*** Block opens ***

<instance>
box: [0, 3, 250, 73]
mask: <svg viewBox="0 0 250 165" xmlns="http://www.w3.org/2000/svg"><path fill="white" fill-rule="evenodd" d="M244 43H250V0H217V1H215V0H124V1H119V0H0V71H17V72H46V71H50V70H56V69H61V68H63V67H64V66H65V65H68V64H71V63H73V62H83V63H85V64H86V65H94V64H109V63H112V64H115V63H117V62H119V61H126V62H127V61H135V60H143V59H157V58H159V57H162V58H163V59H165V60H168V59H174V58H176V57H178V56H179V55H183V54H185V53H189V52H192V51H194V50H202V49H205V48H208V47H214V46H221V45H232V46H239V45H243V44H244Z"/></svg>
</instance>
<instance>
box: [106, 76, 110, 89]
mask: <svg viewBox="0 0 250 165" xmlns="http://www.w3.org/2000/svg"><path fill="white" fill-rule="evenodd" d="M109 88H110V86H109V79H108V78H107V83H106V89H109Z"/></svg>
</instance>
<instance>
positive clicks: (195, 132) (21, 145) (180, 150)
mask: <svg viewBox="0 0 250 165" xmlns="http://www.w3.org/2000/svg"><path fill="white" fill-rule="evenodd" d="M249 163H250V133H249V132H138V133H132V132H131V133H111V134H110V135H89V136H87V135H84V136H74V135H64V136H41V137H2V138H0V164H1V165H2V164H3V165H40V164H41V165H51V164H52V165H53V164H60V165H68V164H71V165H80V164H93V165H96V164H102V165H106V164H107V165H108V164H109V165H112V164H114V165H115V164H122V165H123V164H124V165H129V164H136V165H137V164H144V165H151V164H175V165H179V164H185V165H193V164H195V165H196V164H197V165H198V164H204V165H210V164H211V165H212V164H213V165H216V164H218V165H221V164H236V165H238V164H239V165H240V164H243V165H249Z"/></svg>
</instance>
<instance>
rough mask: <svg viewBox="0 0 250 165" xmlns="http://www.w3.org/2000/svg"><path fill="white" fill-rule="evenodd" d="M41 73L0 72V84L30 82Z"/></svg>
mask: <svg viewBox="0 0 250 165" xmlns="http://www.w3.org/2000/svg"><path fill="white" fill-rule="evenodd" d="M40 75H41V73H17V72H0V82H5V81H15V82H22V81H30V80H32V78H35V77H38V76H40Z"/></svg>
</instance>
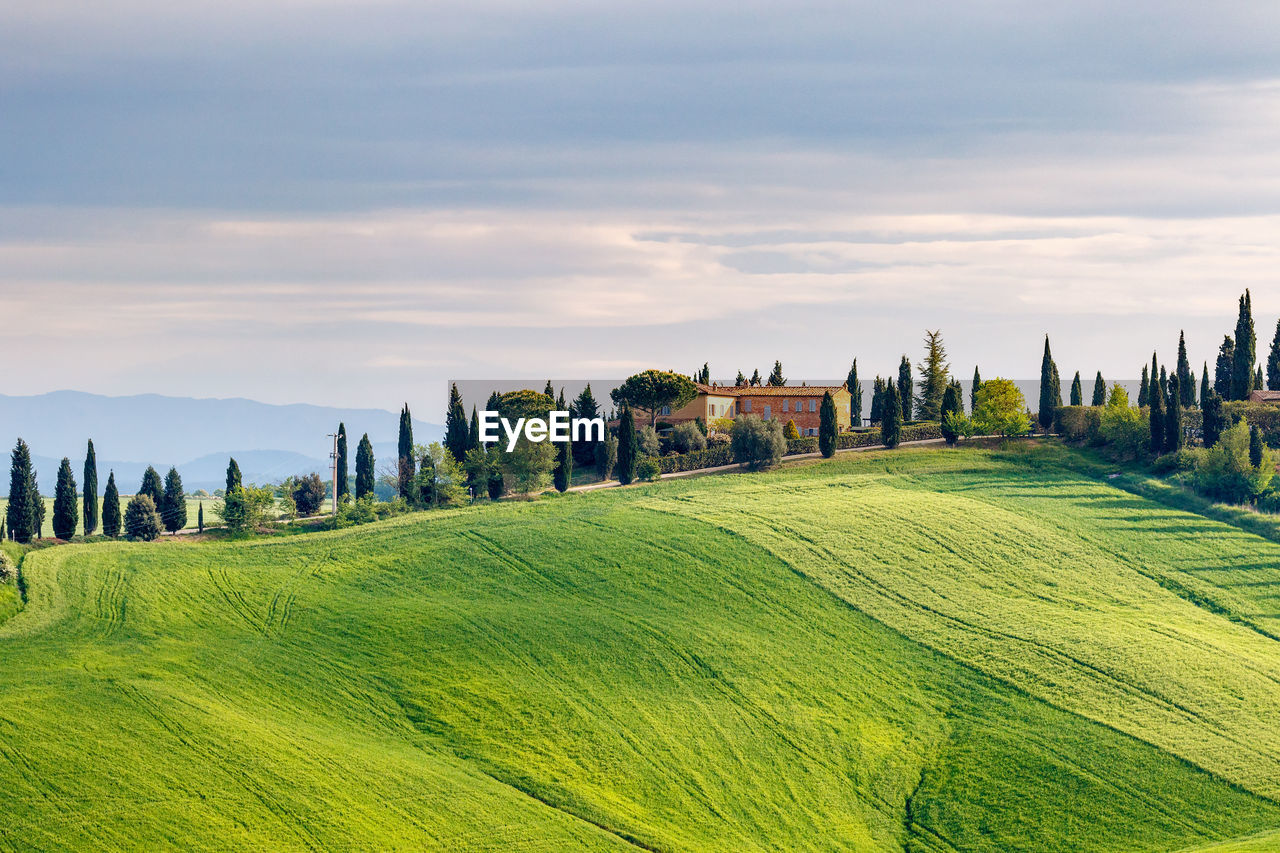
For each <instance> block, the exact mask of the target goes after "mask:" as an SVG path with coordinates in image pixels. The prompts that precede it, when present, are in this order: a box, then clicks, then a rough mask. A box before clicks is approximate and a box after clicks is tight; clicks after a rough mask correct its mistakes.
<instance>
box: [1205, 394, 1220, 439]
mask: <svg viewBox="0 0 1280 853" xmlns="http://www.w3.org/2000/svg"><path fill="white" fill-rule="evenodd" d="M1201 410H1202V411H1203V423H1202V429H1201V432H1202V435H1203V437H1204V447H1212V446H1213V444H1216V443H1217V439H1219V438H1220V437H1221V435H1222V398H1221V397H1219V396H1217V392H1216V391H1213V389H1212V388H1210V391H1208V394H1206V396H1204V397H1203V398H1202V400H1201Z"/></svg>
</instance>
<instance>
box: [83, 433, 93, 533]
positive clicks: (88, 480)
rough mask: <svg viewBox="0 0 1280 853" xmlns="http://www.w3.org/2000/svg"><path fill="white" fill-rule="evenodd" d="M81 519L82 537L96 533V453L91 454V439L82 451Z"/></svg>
mask: <svg viewBox="0 0 1280 853" xmlns="http://www.w3.org/2000/svg"><path fill="white" fill-rule="evenodd" d="M81 517H82V519H83V520H84V535H87V537H91V535H93V534H95V533H96V532H97V453H95V452H93V439H92V438H91V439H88V448H87V450H86V451H84V500H83V501H82V502H81Z"/></svg>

*** Block closes ***

- Task objective -
List each line of the listing above that contains the string "positive". Case matters.

- Solution to this problem -
positive clicks: (195, 132) (21, 145) (180, 150)
positive clicks: (88, 480)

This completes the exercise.